Kostas Pardalis 34:32
This is great. Let’s focus a little bit more on the technology side of things because I think we have covered that. This is a super interesting conversation. We don’t have these kind of conversations too often. We focus more on the stocks and the technologies people use, so that was amazing. You mentioned that you wrote your first ETL pipeline in Perl. Do you still do that?

Paige Berry 35:01
I do not. That was, goodness, that was a while ago, maybe 2017. It was a little while ago.

Kostas Pardalis 35:10
What kind of tools are you using? You mentioned something, like you mentioned, for example, like DBT, Explorer (which is like metric suppository). What kind of tools are you using today?

Paige Berry 35:20
Yeah, we use DBT. It transforms our metric store. We use snowflake as our data warehouse. Airflow. I’m trying to think what else. And then we also use, please Fivetran. We use census for reverse ETL or operational analytics. I think that’s mainly it. In terms of how we do our work, we use GitHub for our code base and stuff. What else? Are there any areas of technology that you’re curious about that I haven’t mentioned?

Kostas Pardalis 36:00
I’d love to learn more about Explorer because symmetric suppositories is something that we haven’t touched that much. Before we get there, I’m wondering, you mentioned Fivetran, for example, which is, of course, helping you lwith your pipelines? Do you also build your own pipelines? Or do you rely only on Fivetran to move the data around?

Paige Berry 36:21
Our data engineer also builds pipelines.

Kostas Pardalis 36:24
Okay. Why?

Paige Berry 36:27
Oh, that’s a good question. I would have to ask him. Yeah, I’m not sure. That was set up before I got here. I guess, why are you asking? Is that a surprise?

— SET OF TASKS —
#1 Summarize the transcript in two sentences.
#2 Reproduce word for word the stretch of the transcript from "Kostas Pardalis 34:32" through "still do that?".
#3 Resume the transcript from where it stops.
The material that comes after this transcript is separate from it.

— INFORMATION PROVIDED —
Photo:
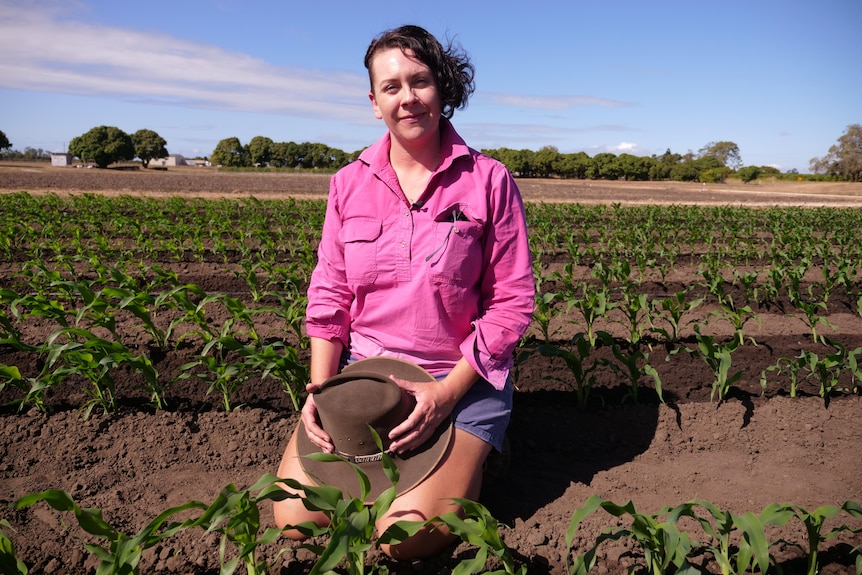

— ANSWERS FOR THE TASKS —
#1 Paige Berry says she wrote her first ETL pipeline in Perl, perhaps in 2017, but no longer does so, and she names the tools now in use: DBT, Snowflake, Airflow, Fivetran, Census for reverse ETL or operational analytics, and GitHub for the code base. She adds that the data engineer also builds pipelines but says she is unsure why, because that setup was in place before she arrived.

#2
Kostas Pardalis 34:32
This is great. Let’s focus a little bit more on the technology side of things because I think we have covered that. This is a super interesting conversation. We don’t have these kind of conversations too often. We focus more on the stocks and the technologies people use, so that was amazing. You mentioned that you wrote your first ETL pipeline in Perl. Do you still do that?

#3
Kostas Pardalis 36:43
No, it’s actually something that is happening. Okay, first of all, I have a very long background in data pipeline. For the past seven years, together with Fivetran, the whole industry is trying to like to, let’s say, abstract, as much as possible, like these ETL, or whatever process that we are talking and remove the need of like creating custom scripts, right? So you’re gonna use, let’s say, the platform and have like this SaaS cloud experience, like in connecting your data source and move your data around. But as soon as it’s still it’s not enough. And I’m trying to understand why. And that’s why I’m asked you. And I have asked like also other people to be honest, because it’s not uncommon, actually, it’s pretty common to see that you might have multiple different vendors in the same company use like state data together with like, 500, for example, or you can have one of these and at the same time how, like, a number of Python scripts that exists out there to do like, some of the pipelines for different reasons, right. Like some people that do it for performance might because the specific pipeline that Fiberon has, it’s slow, or for cost reasons. But yeah, that’s why I’m asking because maybe you could add a little bit more color into your own experience on why we still have to build our own pipelines.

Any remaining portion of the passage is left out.